**EXERCISE REQUIREMENTS:**
Apart from the images, reproduce every record word for word.

**INFORMATION PROVIDED:**
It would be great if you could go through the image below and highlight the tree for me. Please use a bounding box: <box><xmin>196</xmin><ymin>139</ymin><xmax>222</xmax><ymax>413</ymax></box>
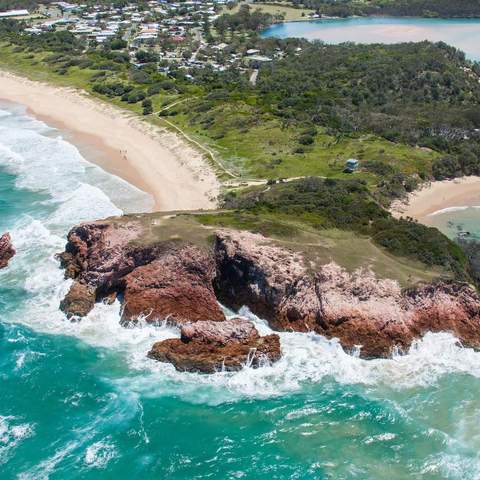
<box><xmin>109</xmin><ymin>38</ymin><xmax>127</xmax><ymax>50</ymax></box>
<box><xmin>135</xmin><ymin>50</ymin><xmax>158</xmax><ymax>63</ymax></box>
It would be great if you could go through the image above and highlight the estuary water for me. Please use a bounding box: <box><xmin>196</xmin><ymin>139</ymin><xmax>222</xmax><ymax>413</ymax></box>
<box><xmin>261</xmin><ymin>17</ymin><xmax>480</xmax><ymax>61</ymax></box>
<box><xmin>2</xmin><ymin>104</ymin><xmax>480</xmax><ymax>479</ymax></box>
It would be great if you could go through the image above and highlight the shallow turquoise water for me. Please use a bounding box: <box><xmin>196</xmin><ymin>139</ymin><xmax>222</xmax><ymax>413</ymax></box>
<box><xmin>262</xmin><ymin>17</ymin><xmax>480</xmax><ymax>61</ymax></box>
<box><xmin>426</xmin><ymin>206</ymin><xmax>480</xmax><ymax>241</ymax></box>
<box><xmin>2</xmin><ymin>105</ymin><xmax>480</xmax><ymax>479</ymax></box>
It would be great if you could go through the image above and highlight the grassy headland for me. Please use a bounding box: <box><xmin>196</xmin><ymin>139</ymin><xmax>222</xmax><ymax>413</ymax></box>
<box><xmin>2</xmin><ymin>22</ymin><xmax>480</xmax><ymax>204</ymax></box>
<box><xmin>1</xmin><ymin>16</ymin><xmax>480</xmax><ymax>284</ymax></box>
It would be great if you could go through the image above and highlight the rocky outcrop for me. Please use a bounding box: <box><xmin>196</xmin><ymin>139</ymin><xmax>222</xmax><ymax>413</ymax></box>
<box><xmin>121</xmin><ymin>245</ymin><xmax>225</xmax><ymax>324</ymax></box>
<box><xmin>57</xmin><ymin>221</ymin><xmax>163</xmax><ymax>292</ymax></box>
<box><xmin>148</xmin><ymin>318</ymin><xmax>281</xmax><ymax>373</ymax></box>
<box><xmin>58</xmin><ymin>220</ymin><xmax>225</xmax><ymax>324</ymax></box>
<box><xmin>0</xmin><ymin>233</ymin><xmax>15</xmax><ymax>269</ymax></box>
<box><xmin>60</xmin><ymin>281</ymin><xmax>96</xmax><ymax>319</ymax></box>
<box><xmin>214</xmin><ymin>230</ymin><xmax>480</xmax><ymax>358</ymax></box>
<box><xmin>58</xmin><ymin>216</ymin><xmax>480</xmax><ymax>364</ymax></box>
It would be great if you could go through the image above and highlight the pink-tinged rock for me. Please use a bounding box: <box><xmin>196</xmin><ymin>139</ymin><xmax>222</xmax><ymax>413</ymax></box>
<box><xmin>121</xmin><ymin>245</ymin><xmax>225</xmax><ymax>324</ymax></box>
<box><xmin>148</xmin><ymin>318</ymin><xmax>281</xmax><ymax>373</ymax></box>
<box><xmin>57</xmin><ymin>220</ymin><xmax>161</xmax><ymax>292</ymax></box>
<box><xmin>60</xmin><ymin>281</ymin><xmax>96</xmax><ymax>319</ymax></box>
<box><xmin>181</xmin><ymin>317</ymin><xmax>258</xmax><ymax>345</ymax></box>
<box><xmin>214</xmin><ymin>230</ymin><xmax>480</xmax><ymax>358</ymax></box>
<box><xmin>58</xmin><ymin>220</ymin><xmax>224</xmax><ymax>324</ymax></box>
<box><xmin>0</xmin><ymin>233</ymin><xmax>15</xmax><ymax>269</ymax></box>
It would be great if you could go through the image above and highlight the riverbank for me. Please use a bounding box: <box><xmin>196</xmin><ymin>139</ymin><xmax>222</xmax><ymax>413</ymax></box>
<box><xmin>0</xmin><ymin>71</ymin><xmax>219</xmax><ymax>212</ymax></box>
<box><xmin>261</xmin><ymin>16</ymin><xmax>480</xmax><ymax>61</ymax></box>
<box><xmin>391</xmin><ymin>176</ymin><xmax>480</xmax><ymax>223</ymax></box>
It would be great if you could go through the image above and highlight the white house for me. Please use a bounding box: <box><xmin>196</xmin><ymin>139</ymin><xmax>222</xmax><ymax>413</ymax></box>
<box><xmin>0</xmin><ymin>9</ymin><xmax>29</xmax><ymax>18</ymax></box>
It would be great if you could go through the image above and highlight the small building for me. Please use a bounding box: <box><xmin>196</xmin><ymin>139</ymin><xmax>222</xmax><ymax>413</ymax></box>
<box><xmin>0</xmin><ymin>9</ymin><xmax>29</xmax><ymax>18</ymax></box>
<box><xmin>345</xmin><ymin>158</ymin><xmax>359</xmax><ymax>173</ymax></box>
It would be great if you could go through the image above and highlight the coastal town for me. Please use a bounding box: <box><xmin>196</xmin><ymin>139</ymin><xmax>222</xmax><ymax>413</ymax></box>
<box><xmin>0</xmin><ymin>0</ymin><xmax>286</xmax><ymax>78</ymax></box>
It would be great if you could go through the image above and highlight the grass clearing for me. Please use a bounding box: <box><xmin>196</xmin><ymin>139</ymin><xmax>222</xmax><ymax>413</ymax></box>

**RESULT:**
It would be great if you could go through the image below and highlight the tree for me. Please use a bounding box: <box><xmin>196</xmin><ymin>139</ymin><xmax>222</xmax><ymax>413</ymax></box>
<box><xmin>109</xmin><ymin>38</ymin><xmax>127</xmax><ymax>50</ymax></box>
<box><xmin>135</xmin><ymin>50</ymin><xmax>158</xmax><ymax>63</ymax></box>
It would be great if you could go through the image above and highlight the estuary water for me. Please use a bounding box: <box><xmin>196</xmin><ymin>139</ymin><xmax>222</xmax><ymax>413</ymax></box>
<box><xmin>261</xmin><ymin>17</ymin><xmax>480</xmax><ymax>61</ymax></box>
<box><xmin>2</xmin><ymin>104</ymin><xmax>480</xmax><ymax>479</ymax></box>
It would be great if you could go through the image above and highlight the shallow turquoise water for me. Please use a bounding box: <box><xmin>196</xmin><ymin>139</ymin><xmax>222</xmax><ymax>413</ymax></box>
<box><xmin>262</xmin><ymin>17</ymin><xmax>480</xmax><ymax>61</ymax></box>
<box><xmin>426</xmin><ymin>206</ymin><xmax>480</xmax><ymax>241</ymax></box>
<box><xmin>2</xmin><ymin>105</ymin><xmax>480</xmax><ymax>479</ymax></box>
It would be great if you could go through the image above and highlight the grassy headland for me. Please use a bounding box: <box><xmin>196</xmin><ymin>139</ymin><xmax>222</xmax><ymax>413</ymax></box>
<box><xmin>2</xmin><ymin>22</ymin><xmax>480</xmax><ymax>204</ymax></box>
<box><xmin>1</xmin><ymin>16</ymin><xmax>480</xmax><ymax>284</ymax></box>
It would be great if you could go through the image above and highlight the rocky outcrop for me. Please use a bounding box: <box><xmin>196</xmin><ymin>139</ymin><xmax>222</xmax><ymax>413</ymax></box>
<box><xmin>121</xmin><ymin>245</ymin><xmax>225</xmax><ymax>324</ymax></box>
<box><xmin>57</xmin><ymin>221</ymin><xmax>163</xmax><ymax>292</ymax></box>
<box><xmin>148</xmin><ymin>318</ymin><xmax>281</xmax><ymax>373</ymax></box>
<box><xmin>58</xmin><ymin>220</ymin><xmax>225</xmax><ymax>324</ymax></box>
<box><xmin>0</xmin><ymin>233</ymin><xmax>15</xmax><ymax>269</ymax></box>
<box><xmin>60</xmin><ymin>281</ymin><xmax>96</xmax><ymax>319</ymax></box>
<box><xmin>214</xmin><ymin>230</ymin><xmax>480</xmax><ymax>358</ymax></box>
<box><xmin>58</xmin><ymin>216</ymin><xmax>480</xmax><ymax>364</ymax></box>
It would be great if you could go through the image above and highlight the pink-tinged rock for me. Please use a bounding box: <box><xmin>196</xmin><ymin>139</ymin><xmax>222</xmax><ymax>413</ymax></box>
<box><xmin>121</xmin><ymin>245</ymin><xmax>225</xmax><ymax>324</ymax></box>
<box><xmin>148</xmin><ymin>318</ymin><xmax>281</xmax><ymax>373</ymax></box>
<box><xmin>57</xmin><ymin>220</ymin><xmax>161</xmax><ymax>292</ymax></box>
<box><xmin>60</xmin><ymin>281</ymin><xmax>96</xmax><ymax>319</ymax></box>
<box><xmin>181</xmin><ymin>317</ymin><xmax>258</xmax><ymax>345</ymax></box>
<box><xmin>214</xmin><ymin>230</ymin><xmax>480</xmax><ymax>358</ymax></box>
<box><xmin>58</xmin><ymin>220</ymin><xmax>224</xmax><ymax>324</ymax></box>
<box><xmin>0</xmin><ymin>233</ymin><xmax>15</xmax><ymax>269</ymax></box>
It would be great if you could go through the image above and highlight the riverbank for me. Please use a bounding box: <box><xmin>196</xmin><ymin>139</ymin><xmax>222</xmax><ymax>413</ymax></box>
<box><xmin>0</xmin><ymin>71</ymin><xmax>219</xmax><ymax>212</ymax></box>
<box><xmin>261</xmin><ymin>16</ymin><xmax>480</xmax><ymax>61</ymax></box>
<box><xmin>391</xmin><ymin>176</ymin><xmax>480</xmax><ymax>223</ymax></box>
It would be great if you could go through the image above and highlight the white house for me. Please use a bounding box: <box><xmin>196</xmin><ymin>139</ymin><xmax>222</xmax><ymax>413</ymax></box>
<box><xmin>0</xmin><ymin>9</ymin><xmax>29</xmax><ymax>18</ymax></box>
It would be great if you could go through the image above and highlight the small building for me. Please use a bounding box: <box><xmin>196</xmin><ymin>139</ymin><xmax>222</xmax><ymax>413</ymax></box>
<box><xmin>0</xmin><ymin>9</ymin><xmax>29</xmax><ymax>18</ymax></box>
<box><xmin>345</xmin><ymin>158</ymin><xmax>359</xmax><ymax>173</ymax></box>
It would be great if you could go through the image above and highlight the coastal town for me. Please use a bounding box: <box><xmin>196</xmin><ymin>139</ymin><xmax>222</xmax><ymax>413</ymax></box>
<box><xmin>0</xmin><ymin>0</ymin><xmax>286</xmax><ymax>78</ymax></box>
It would be great if you could go through the image above and highlight the grass clearing for me. Please use a bounding box: <box><xmin>196</xmin><ymin>139</ymin><xmax>222</xmax><ymax>413</ymax></box>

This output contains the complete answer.